[Start of Excerpted passage]
Capital gains tax, high interest rates and uncertainty

Published: April 22, 2012

In developing countries where equity markets are by and large underdeveloped, businesses rely on loans to expand and run themselves. PHOTO: FILE

BRISTOL: This is how the story goes! With capital gains tax in place, profitability will decrease and therefore much needed investment from both within and abroad will not flow into the capital market. Instead it may even force existing investors to withdraw their investments from the country’s stock exchange.

With capital outflow, growth will decrease and much needed jobs will not be created leaving the country worse-off as a whole. As such restrictions on capital flows will affect investors’ confidence in the national economy; chances of future investment will decrease hence putting country’s future growth at stake as well.

With capital flows taking such an important role, one may ask what else can be done to increase such inflows? Ask any IMF official and the answer will be to increase interest rates. It serves two purposes. Firstly, an increase in interest rates decreases domestic demand and therefore inflation by making it more attractive for people to save more. Secondly, it increases the rate of return for foreign investors who are now more likely to take the required risk and bring their money into the domestic economy which also helps in stabilising the exchange rate. Makes sense, right?

Such free inflow of capital (money) is as good for short term stability as it is for instability, with close to no benefit for long term growth of country’s GDP. Capital flows are pro-cyclical. Investors enter the market during the high growth periods to make quick money and leave when the situation deteriorates. To be more precise, ‘hot money’ enters the economy when it is least needed therefore exacerbating the inflationary pressure and leaves when it is most needed hence pushing the economy further into recession.

When the East Asia crisis hit Thailand – which had liberalised its capital market as per IMF’s advice, a complete reversal of investors’ sentiment resulted in huge outflows which amounted to 7.9% of GDP in 1997, 12.3% in 1998 and 7% in the first half of 1999. The only country to stand up to the dictates of the IMF during the East Asia crisis was Malaysia. Their policies of putting breaks to the free flow of capital (or speculative capital which is a consequence of such a policy) and not increasing the interest rates paid off as Malaysia experienced the shorter and shallower downturn relative to other countries.

Interest rates are a useful tool to control inflation, given that the reason for inflation is excess demand. However, inflation in Pakistan has been largely due to global commodity prices and supply side constraints in both agriculture (floods) and manufacturing (energy shortages). With growth rates for last couple of years already at low levels, it is unlikely that excess demand is the cause for double digit inflation.
[End of Excerpted passage]
[Start of Extracted information]
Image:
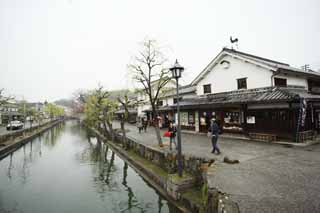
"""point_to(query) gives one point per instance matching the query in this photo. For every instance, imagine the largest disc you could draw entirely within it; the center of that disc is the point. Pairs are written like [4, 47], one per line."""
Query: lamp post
[176, 71]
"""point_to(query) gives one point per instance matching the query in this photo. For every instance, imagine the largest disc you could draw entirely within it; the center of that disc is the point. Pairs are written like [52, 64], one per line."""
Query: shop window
[242, 83]
[280, 82]
[207, 88]
[175, 100]
[232, 117]
[160, 103]
[191, 118]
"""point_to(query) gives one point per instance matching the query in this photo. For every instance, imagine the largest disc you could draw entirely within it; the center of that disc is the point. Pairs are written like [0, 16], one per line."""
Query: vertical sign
[302, 116]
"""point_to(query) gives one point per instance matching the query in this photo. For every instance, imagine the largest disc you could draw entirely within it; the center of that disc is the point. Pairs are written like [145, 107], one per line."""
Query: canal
[End of Extracted information]
◆ Objective ◆
Transcribe the stretch of the article on capital gains tax from "Capital gains tax, high" through "stake as well.". This listing is unrelated to the article on capital gains tax.

◆ Reply ◆
Capital gains tax, high interest rates and uncertainty

Published: April 22, 2012

In developing countries where equity markets are by and large underdeveloped, businesses rely on loans to expand and run themselves. PHOTO: FILE

BRISTOL: This is how the story goes! With capital gains tax in place, profitability will decrease and therefore much needed investment from both within and abroad will not flow into the capital market. Instead it may even force existing investors to withdraw their investments from the country’s stock exchange.

With capital outflow, growth will decrease and much needed jobs will not be created leaving the country worse-off as a whole. As such restrictions on capital flows will affect investors’ confidence in the national economy; chances of future investment will decrease hence putting country’s future growth at stake as well.